* WHAT TO PRODUCE *
Find every line in the listing below that contains the word "armored" and copy each one.

* DATA ROWS *
----------------

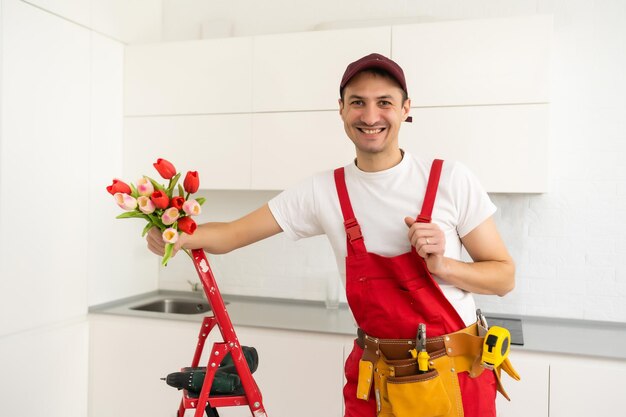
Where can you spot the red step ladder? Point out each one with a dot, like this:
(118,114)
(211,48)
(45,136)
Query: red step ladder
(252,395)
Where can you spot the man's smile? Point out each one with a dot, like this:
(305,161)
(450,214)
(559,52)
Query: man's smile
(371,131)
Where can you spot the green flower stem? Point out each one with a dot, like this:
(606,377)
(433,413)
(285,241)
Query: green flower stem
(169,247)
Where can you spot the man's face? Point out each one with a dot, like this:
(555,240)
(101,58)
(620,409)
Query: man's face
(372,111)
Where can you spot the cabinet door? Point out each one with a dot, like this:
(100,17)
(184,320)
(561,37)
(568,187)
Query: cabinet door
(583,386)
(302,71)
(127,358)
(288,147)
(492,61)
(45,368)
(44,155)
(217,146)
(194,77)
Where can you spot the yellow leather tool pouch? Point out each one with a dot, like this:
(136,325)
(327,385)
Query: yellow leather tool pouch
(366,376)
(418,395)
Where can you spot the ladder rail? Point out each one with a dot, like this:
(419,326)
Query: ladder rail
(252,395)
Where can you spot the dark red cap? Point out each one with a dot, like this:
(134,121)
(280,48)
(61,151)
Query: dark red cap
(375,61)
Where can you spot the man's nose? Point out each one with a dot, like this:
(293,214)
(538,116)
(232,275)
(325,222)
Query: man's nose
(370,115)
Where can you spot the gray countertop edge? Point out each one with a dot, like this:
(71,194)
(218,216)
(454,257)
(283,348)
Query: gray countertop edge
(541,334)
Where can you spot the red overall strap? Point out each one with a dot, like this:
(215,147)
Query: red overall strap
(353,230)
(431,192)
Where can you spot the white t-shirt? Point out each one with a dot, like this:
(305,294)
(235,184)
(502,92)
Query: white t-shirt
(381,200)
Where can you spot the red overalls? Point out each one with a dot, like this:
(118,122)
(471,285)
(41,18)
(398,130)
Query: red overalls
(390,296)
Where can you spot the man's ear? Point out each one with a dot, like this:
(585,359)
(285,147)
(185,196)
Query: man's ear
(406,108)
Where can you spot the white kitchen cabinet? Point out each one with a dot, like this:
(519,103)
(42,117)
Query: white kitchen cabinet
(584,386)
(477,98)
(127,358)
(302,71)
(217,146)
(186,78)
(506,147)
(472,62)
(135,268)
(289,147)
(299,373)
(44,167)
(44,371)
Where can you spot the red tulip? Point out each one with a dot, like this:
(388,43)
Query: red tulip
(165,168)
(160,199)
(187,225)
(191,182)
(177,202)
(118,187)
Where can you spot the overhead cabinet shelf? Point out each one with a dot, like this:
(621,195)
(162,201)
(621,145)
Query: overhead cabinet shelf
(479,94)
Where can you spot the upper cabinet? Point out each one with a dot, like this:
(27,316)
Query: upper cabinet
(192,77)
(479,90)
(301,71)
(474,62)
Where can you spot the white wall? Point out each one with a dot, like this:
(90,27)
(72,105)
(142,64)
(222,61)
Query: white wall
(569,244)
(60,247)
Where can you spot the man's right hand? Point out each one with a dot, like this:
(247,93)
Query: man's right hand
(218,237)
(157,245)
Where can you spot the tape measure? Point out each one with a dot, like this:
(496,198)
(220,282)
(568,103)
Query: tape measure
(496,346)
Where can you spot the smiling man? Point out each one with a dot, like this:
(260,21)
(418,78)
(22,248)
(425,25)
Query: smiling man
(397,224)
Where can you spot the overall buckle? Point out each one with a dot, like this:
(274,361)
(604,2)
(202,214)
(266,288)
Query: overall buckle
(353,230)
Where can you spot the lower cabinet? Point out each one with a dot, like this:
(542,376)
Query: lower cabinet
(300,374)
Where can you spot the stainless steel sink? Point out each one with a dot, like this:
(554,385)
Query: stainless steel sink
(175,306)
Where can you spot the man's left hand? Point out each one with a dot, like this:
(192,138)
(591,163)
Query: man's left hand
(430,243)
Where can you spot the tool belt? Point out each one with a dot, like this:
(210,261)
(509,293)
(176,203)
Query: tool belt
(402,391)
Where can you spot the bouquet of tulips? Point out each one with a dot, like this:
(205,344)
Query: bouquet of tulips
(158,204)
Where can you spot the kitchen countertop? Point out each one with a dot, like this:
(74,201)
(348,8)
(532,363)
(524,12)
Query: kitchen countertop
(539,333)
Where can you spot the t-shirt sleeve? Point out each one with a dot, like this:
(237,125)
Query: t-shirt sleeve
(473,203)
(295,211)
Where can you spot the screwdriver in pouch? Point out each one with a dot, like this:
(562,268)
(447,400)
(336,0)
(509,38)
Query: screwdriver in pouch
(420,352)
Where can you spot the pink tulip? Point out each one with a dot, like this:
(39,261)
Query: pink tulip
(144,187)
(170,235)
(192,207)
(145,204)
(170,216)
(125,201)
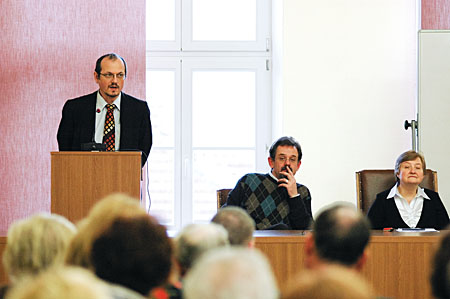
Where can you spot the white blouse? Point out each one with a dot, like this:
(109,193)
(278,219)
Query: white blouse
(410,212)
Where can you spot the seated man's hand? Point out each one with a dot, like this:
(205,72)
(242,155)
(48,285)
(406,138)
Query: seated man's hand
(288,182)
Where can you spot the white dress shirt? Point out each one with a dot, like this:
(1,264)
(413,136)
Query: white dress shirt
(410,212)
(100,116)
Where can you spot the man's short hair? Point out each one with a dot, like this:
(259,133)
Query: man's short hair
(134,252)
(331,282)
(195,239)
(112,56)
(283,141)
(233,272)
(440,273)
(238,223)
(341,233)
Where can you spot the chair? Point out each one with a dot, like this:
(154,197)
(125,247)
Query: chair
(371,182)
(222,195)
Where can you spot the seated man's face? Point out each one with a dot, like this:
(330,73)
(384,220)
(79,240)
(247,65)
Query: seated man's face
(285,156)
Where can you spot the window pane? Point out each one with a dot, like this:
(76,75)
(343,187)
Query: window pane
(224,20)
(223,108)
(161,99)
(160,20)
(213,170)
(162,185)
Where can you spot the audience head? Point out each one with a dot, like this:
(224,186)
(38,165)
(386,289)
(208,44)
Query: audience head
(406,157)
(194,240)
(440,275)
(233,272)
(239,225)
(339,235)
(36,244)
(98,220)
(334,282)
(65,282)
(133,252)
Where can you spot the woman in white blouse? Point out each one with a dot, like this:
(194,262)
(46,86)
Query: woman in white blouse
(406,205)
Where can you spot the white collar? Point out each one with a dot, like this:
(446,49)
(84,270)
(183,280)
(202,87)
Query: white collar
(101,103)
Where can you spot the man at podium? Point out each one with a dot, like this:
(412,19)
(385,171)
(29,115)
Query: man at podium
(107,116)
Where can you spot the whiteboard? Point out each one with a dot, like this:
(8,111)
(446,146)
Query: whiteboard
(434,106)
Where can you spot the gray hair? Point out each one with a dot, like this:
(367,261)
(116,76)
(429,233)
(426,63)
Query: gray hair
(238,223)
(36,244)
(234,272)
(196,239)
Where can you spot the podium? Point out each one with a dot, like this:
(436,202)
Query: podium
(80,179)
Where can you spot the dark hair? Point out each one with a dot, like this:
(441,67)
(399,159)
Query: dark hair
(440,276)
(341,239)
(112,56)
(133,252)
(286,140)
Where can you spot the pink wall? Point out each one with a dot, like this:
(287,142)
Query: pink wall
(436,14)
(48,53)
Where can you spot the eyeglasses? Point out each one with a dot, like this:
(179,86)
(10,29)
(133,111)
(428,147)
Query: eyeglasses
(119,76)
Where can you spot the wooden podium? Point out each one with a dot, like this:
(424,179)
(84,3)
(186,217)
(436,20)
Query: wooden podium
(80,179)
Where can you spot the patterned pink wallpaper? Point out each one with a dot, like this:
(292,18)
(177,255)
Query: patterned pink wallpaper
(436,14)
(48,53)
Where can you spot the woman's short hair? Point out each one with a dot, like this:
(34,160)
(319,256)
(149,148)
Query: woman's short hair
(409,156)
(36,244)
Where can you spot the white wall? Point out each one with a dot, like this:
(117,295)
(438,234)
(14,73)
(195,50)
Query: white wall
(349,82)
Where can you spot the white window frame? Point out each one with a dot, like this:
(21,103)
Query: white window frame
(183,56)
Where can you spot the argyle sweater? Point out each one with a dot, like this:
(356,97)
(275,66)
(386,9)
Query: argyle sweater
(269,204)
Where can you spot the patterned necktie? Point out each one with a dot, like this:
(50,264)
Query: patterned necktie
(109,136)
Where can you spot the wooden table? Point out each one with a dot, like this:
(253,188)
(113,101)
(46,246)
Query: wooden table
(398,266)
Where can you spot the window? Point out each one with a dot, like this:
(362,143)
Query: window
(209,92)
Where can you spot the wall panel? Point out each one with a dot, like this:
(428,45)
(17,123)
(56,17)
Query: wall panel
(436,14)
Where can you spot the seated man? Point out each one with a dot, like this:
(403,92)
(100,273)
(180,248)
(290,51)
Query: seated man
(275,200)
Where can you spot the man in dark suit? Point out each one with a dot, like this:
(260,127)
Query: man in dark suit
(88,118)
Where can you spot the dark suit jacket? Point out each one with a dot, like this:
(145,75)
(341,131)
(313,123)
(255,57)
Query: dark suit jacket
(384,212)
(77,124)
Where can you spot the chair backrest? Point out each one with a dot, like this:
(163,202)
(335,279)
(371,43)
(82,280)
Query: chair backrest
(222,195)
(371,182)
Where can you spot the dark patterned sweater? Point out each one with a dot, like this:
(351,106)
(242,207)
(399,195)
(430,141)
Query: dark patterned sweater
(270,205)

----------------

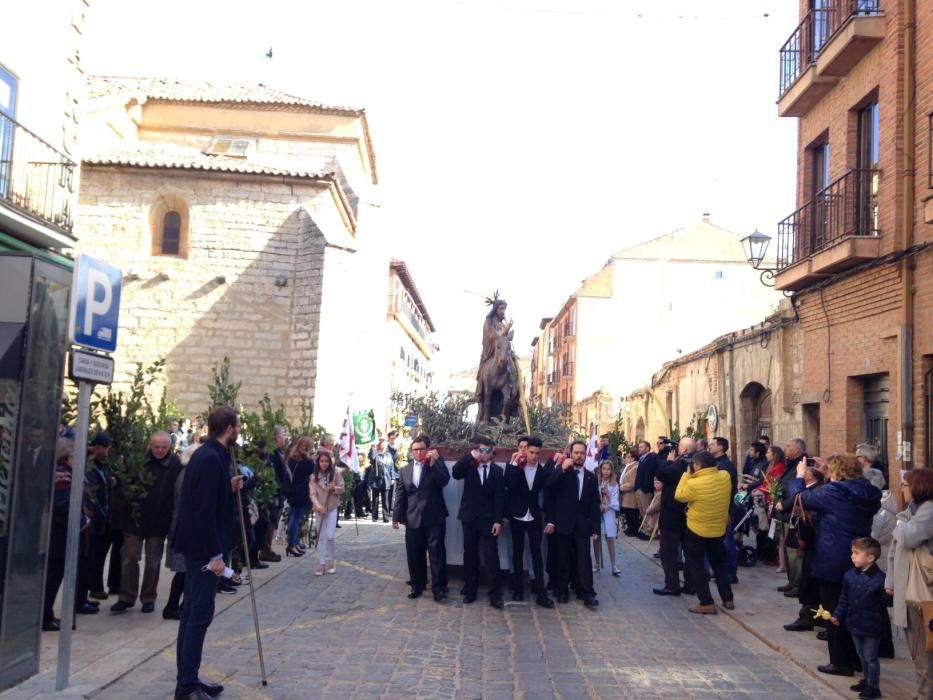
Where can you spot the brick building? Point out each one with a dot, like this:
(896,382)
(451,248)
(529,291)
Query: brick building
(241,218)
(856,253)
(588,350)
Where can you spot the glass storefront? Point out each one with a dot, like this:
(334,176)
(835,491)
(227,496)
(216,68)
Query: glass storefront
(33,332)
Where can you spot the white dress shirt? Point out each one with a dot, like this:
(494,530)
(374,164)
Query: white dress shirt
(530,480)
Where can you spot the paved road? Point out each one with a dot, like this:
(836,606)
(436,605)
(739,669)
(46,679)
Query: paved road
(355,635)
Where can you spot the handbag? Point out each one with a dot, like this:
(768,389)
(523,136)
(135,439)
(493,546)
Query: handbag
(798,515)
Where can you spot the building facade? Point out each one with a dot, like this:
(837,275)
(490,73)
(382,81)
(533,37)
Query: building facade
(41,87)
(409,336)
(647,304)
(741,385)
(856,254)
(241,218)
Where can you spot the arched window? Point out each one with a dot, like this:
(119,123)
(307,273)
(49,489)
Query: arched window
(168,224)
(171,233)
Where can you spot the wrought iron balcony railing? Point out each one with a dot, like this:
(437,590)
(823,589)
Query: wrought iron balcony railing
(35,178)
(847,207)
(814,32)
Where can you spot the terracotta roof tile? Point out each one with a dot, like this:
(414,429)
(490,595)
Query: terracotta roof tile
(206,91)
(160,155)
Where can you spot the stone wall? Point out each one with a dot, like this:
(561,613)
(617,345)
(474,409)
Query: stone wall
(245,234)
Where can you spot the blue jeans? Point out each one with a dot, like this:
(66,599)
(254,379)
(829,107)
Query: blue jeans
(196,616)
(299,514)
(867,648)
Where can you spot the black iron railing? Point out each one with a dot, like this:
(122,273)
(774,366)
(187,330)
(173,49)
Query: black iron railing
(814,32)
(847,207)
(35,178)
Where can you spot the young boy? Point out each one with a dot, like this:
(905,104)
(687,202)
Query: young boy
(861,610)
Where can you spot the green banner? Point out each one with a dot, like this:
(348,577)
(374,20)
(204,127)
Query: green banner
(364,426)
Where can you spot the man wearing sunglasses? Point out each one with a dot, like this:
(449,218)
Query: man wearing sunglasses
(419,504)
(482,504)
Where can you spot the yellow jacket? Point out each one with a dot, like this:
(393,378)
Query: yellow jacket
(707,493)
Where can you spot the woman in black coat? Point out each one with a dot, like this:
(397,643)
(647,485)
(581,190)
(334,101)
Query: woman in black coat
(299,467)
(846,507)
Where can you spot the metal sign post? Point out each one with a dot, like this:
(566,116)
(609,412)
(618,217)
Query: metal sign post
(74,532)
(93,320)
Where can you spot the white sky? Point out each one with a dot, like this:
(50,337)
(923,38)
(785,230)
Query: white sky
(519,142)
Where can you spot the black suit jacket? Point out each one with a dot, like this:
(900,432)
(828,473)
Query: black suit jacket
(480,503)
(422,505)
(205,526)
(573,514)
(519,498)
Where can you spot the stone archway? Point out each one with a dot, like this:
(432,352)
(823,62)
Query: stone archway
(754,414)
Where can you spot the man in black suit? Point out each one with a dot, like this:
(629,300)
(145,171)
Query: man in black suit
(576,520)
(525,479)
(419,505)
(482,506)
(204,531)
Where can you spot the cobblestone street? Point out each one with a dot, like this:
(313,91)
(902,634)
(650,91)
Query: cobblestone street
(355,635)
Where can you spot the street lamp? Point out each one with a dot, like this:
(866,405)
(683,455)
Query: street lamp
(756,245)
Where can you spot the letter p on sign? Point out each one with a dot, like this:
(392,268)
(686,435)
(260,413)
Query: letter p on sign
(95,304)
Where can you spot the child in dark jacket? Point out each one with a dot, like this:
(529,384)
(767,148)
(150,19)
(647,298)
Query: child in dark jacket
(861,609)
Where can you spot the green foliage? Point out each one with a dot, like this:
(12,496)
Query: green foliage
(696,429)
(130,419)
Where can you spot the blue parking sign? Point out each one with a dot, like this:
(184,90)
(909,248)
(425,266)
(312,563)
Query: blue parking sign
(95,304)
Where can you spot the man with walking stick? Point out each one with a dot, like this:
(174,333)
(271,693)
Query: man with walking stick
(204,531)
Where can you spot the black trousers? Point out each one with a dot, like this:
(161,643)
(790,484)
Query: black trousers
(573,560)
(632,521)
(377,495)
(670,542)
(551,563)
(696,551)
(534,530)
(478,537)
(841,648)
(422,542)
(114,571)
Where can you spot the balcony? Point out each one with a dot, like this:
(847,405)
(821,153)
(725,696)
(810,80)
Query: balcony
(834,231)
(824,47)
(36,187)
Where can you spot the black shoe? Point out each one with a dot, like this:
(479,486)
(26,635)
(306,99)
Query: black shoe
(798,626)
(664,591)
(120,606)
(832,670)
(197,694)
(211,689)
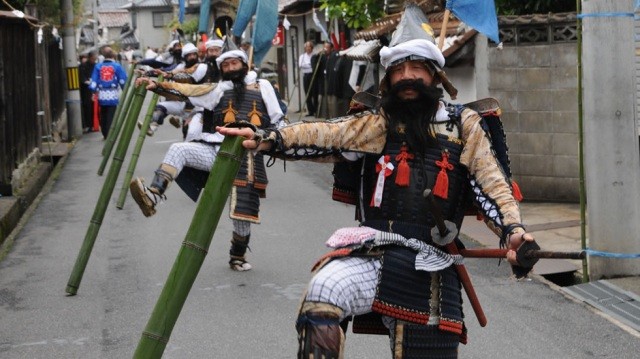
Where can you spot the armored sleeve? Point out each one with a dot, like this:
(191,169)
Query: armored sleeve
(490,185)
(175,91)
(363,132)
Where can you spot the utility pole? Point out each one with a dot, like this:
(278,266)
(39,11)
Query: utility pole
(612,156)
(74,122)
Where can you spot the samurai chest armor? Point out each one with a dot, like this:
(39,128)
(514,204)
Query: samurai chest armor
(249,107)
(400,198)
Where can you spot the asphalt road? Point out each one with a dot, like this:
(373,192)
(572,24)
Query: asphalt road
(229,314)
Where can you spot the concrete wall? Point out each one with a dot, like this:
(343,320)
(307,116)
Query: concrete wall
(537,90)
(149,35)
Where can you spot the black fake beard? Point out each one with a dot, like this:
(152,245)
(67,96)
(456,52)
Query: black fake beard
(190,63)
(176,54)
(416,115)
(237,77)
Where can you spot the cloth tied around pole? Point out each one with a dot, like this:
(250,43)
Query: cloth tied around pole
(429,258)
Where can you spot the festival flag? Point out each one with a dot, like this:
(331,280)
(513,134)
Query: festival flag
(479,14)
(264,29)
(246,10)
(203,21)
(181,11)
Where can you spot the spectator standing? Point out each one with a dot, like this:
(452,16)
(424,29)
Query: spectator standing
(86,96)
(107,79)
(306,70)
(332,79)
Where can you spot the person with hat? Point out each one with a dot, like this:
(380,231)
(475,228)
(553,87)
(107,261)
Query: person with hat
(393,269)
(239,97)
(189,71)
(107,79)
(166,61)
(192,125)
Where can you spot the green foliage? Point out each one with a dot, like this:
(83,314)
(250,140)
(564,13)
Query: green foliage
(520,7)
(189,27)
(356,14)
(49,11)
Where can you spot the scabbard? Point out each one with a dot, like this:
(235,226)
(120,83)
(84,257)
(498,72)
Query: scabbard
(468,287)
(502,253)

----------------

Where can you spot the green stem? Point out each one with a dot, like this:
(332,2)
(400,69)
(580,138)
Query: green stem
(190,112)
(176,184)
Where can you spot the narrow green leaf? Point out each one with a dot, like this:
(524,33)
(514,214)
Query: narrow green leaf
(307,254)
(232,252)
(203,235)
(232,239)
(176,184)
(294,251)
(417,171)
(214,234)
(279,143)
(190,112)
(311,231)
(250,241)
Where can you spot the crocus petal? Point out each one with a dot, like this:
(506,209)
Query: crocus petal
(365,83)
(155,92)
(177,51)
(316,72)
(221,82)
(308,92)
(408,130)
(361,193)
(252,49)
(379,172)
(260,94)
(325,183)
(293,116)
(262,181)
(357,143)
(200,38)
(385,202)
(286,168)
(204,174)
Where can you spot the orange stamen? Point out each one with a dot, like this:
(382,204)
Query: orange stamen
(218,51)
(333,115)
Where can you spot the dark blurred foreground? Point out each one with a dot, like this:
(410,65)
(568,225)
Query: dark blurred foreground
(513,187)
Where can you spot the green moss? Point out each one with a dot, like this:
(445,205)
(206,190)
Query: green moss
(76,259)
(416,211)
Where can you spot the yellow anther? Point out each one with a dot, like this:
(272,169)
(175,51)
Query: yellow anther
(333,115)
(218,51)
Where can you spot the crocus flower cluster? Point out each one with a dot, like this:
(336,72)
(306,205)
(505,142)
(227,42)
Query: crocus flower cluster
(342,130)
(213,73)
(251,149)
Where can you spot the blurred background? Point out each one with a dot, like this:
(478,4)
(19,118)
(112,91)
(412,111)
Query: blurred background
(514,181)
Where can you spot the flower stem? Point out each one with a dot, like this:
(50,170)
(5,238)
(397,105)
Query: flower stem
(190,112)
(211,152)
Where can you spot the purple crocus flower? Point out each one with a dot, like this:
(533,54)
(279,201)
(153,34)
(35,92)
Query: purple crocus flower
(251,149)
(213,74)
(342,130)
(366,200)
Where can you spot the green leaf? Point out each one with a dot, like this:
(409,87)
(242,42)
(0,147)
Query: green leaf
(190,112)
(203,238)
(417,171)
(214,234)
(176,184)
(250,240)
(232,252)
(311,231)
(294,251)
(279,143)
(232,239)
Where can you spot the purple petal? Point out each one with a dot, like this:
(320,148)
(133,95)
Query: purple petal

----------------

* COMPLETED EXERCISE *
Where can you spot the armored sleeve? Point out each one with a dot, like this:
Query: armored sleeve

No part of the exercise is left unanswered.